AVAILABLE DATA

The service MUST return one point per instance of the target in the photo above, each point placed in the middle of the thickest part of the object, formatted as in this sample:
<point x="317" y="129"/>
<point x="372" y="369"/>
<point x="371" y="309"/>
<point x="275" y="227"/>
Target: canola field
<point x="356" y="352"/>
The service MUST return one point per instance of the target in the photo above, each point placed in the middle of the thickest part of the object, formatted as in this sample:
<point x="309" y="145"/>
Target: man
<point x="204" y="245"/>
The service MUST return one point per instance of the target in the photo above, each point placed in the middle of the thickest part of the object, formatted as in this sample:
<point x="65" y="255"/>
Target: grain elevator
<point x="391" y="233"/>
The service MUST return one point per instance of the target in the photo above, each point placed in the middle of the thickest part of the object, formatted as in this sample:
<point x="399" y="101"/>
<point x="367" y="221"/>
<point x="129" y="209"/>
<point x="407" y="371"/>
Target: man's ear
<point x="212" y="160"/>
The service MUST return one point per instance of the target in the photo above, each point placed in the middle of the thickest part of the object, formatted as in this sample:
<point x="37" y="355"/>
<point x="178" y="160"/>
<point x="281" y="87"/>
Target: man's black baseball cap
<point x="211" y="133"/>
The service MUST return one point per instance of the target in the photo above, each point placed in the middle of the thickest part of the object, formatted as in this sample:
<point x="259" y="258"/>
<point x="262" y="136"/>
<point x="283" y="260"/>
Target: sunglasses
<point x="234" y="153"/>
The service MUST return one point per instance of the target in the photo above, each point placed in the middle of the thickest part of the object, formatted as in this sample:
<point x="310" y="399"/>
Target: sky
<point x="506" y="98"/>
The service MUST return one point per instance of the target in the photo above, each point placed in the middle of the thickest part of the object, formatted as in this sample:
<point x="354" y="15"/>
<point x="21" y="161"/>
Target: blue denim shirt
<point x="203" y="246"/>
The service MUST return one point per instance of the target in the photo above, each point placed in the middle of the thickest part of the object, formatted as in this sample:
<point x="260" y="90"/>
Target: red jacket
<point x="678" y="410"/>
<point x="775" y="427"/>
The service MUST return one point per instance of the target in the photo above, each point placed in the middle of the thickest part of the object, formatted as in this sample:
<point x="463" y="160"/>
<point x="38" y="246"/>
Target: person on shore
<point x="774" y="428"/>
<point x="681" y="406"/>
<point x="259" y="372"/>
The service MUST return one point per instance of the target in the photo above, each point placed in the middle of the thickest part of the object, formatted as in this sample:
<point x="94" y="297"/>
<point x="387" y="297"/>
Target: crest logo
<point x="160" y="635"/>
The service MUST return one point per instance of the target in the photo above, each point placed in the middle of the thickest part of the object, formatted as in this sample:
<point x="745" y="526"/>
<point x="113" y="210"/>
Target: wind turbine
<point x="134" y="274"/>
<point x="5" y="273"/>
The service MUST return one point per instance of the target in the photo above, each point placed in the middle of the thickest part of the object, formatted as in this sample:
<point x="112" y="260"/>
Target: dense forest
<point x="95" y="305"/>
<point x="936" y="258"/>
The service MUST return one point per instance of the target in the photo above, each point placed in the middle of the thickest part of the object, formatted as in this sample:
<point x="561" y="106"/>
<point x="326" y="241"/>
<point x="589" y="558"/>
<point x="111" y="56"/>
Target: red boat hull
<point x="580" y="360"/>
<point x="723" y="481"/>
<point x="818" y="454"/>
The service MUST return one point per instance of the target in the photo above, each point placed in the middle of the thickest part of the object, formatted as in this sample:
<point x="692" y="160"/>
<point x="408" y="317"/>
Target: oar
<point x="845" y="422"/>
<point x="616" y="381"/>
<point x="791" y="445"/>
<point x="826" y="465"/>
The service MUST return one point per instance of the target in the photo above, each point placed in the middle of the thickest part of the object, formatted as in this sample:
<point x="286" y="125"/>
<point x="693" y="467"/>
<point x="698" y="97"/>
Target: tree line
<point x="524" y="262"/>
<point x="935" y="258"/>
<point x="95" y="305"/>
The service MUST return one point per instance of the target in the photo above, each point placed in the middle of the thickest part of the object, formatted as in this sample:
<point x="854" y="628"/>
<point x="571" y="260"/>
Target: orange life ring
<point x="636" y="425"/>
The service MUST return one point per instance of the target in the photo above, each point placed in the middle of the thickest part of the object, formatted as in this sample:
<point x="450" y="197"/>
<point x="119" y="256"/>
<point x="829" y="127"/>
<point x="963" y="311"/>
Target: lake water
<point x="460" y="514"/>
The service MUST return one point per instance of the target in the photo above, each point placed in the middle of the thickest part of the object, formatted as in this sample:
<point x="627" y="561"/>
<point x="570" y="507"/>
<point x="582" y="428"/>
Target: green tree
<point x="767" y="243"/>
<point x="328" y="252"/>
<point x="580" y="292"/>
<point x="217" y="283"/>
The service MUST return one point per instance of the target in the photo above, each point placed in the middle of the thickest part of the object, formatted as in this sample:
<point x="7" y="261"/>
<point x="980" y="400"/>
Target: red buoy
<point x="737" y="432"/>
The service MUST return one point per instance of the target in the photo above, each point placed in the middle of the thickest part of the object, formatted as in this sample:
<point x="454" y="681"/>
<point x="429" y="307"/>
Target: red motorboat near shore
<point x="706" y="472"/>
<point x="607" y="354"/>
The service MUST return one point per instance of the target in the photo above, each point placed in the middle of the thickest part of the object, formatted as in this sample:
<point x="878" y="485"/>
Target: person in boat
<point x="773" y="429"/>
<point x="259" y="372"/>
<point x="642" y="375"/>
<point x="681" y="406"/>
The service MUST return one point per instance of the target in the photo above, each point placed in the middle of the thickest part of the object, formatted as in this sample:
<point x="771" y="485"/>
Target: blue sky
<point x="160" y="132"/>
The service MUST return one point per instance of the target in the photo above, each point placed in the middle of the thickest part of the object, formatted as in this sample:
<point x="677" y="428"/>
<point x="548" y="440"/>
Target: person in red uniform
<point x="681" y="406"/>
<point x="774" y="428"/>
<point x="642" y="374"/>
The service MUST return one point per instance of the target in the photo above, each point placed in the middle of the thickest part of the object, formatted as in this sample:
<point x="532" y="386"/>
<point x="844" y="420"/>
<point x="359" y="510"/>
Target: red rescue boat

TRY IT
Please transcribe the entire listing exactly as given.

TASK SOLUTION
The service MUST return one point per instance of the target in the photo above, each point placed in the middle of the thickest part of the object, formatted as in this sample:
<point x="317" y="129"/>
<point x="372" y="369"/>
<point x="371" y="309"/>
<point x="275" y="227"/>
Target: canola field
<point x="356" y="352"/>
The service MUST return one point per instance of the target in the photo above, each point placed in the middle of the thickest part of the object, formatted as in this sample:
<point x="309" y="145"/>
Target: man
<point x="204" y="245"/>
The service MUST return one point per instance of the target in the photo above, each point placed in the middle of the thickest part of the object, formatted as in this sample:
<point x="65" y="255"/>
Target: grain elevator
<point x="391" y="233"/>
The service MUST return one point per instance of the target in the photo above, each point placed in the middle of the thickest part of the object, formatted as in this sample:
<point x="399" y="101"/>
<point x="367" y="221"/>
<point x="129" y="209"/>
<point x="407" y="371"/>
Target: man's ear
<point x="212" y="160"/>
The service MUST return one point per instance of the target in the photo above, each point placed in the middle of the thickest part of the object, formatted as in this sample:
<point x="37" y="355"/>
<point x="178" y="160"/>
<point x="281" y="87"/>
Target: man's black baseball cap
<point x="211" y="133"/>
The service MUST return one point per instance of the target in the photo above, each point placed in the middle of the thickest part of the object, formatted as in this sample:
<point x="259" y="258"/>
<point x="262" y="136"/>
<point x="283" y="260"/>
Target: sunglasses
<point x="234" y="153"/>
The service MUST return one point per instance of the target in the photo above, each point placed in the middle of the thickest part of the object, formatted as in this sample:
<point x="310" y="399"/>
Target: sky
<point x="506" y="98"/>
The service MUST return one point per instance of the target in the photo above, each point placed in the middle of the thickest part of the object, formatted as in this sample:
<point x="354" y="15"/>
<point x="21" y="161"/>
Target: blue denim shirt
<point x="203" y="246"/>
The service MUST return one point per instance of the target in the photo above, each point placed in the middle of the thickest part of the object, formatted as in this sample:
<point x="260" y="90"/>
Target: red jacket
<point x="678" y="410"/>
<point x="775" y="427"/>
The service MUST return one point per instance of the target in the photo above, each point placed in the middle of the thickest part of the object, formatted as in this sample:
<point x="463" y="160"/>
<point x="38" y="246"/>
Target: person on shore
<point x="774" y="428"/>
<point x="681" y="406"/>
<point x="259" y="372"/>
The service MUST return one point per instance of the target in the photo above, each point placed in the middle of the thickest part of the object, formatted as in this sample:
<point x="94" y="297"/>
<point x="387" y="297"/>
Target: crest logo
<point x="160" y="635"/>
The service MUST return one point per instance of the target in the photo above, each point placed in the middle of the thickest part of the object, formatted as in this sample:
<point x="745" y="526"/>
<point x="113" y="210"/>
Target: wind turbine
<point x="134" y="274"/>
<point x="5" y="273"/>
The service MUST return one point per instance of the target in the photo above, each point placed in the middle of the thickest part of the object, formatted as in this sample:
<point x="112" y="260"/>
Target: dense forest
<point x="95" y="305"/>
<point x="936" y="258"/>
The service MUST return one point per instance of the target in the photo above, each point placed in the middle of the thickest part of the object, formatted as in this sample:
<point x="561" y="106"/>
<point x="326" y="241"/>
<point x="589" y="558"/>
<point x="111" y="56"/>
Target: red boat hull
<point x="580" y="360"/>
<point x="723" y="481"/>
<point x="818" y="454"/>
The service MUST return one point per instance of the target in the photo above, each point placed in the middle of the thickest part of the object, formatted as in this sample:
<point x="692" y="160"/>
<point x="408" y="317"/>
Target: oar
<point x="845" y="422"/>
<point x="616" y="381"/>
<point x="791" y="445"/>
<point x="826" y="465"/>
The service MUST return one point per instance of the target in the photo above, each point placed in the middle of the thickest part of the object, formatted as in this sample:
<point x="286" y="125"/>
<point x="693" y="467"/>
<point x="698" y="97"/>
Target: tree line
<point x="524" y="262"/>
<point x="935" y="258"/>
<point x="95" y="305"/>
The service MUST return one point per instance of the target in the photo above, each point placed in the middle of the thickest part of the object, formatted as in this sample:
<point x="854" y="628"/>
<point x="571" y="260"/>
Target: orange life ring
<point x="636" y="425"/>
The service MUST return one point per instance of the target in the photo above, each point placed in the middle of the thickest part of the object, formatted as in this sample:
<point x="450" y="197"/>
<point x="119" y="256"/>
<point x="829" y="127"/>
<point x="963" y="311"/>
Target: lake water
<point x="460" y="514"/>
The service MUST return one point per instance of the target in the photo above, each point placed in the middle of the thickest part of the object, formatted as in this sample:
<point x="627" y="561"/>
<point x="570" y="507"/>
<point x="582" y="428"/>
Target: green tree
<point x="767" y="243"/>
<point x="328" y="252"/>
<point x="580" y="292"/>
<point x="217" y="283"/>
The service MUST return one point per instance of the target in the photo above, each point placed in the middle of the thickest part of the object, formatted as in this sample:
<point x="7" y="261"/>
<point x="980" y="400"/>
Target: red buoy
<point x="737" y="432"/>
The service MUST return one point per instance of the target in the photo above, each point placed in the middle of the thickest part of the object, formatted as in this sample:
<point x="454" y="681"/>
<point x="429" y="307"/>
Target: red motorboat near shore
<point x="706" y="472"/>
<point x="607" y="354"/>
The service MUST return one point per instance of the target in the photo above, each point placed in the middle of the thickest part of the object, formatted as in this sample:
<point x="878" y="485"/>
Target: person in boat
<point x="773" y="429"/>
<point x="259" y="372"/>
<point x="642" y="375"/>
<point x="681" y="406"/>
The service MUST return one point per instance of the target in the photo above, each point placed in the middle of the thickest part of the object, formatted as in this sample:
<point x="771" y="485"/>
Target: blue sky
<point x="160" y="132"/>
The service MUST return one point per instance of the target in the photo above, each point placed in the middle of the thickest part of the object, formatted as in this sample:
<point x="677" y="428"/>
<point x="548" y="440"/>
Target: person in red uniform
<point x="681" y="406"/>
<point x="774" y="428"/>
<point x="642" y="374"/>
The service MUST return one point per instance of the target in the photo above, each point placed in the middle of the thickest part of the object, formatted as in this sample:
<point x="532" y="386"/>
<point x="844" y="420"/>
<point x="359" y="510"/>
Target: red rescue boat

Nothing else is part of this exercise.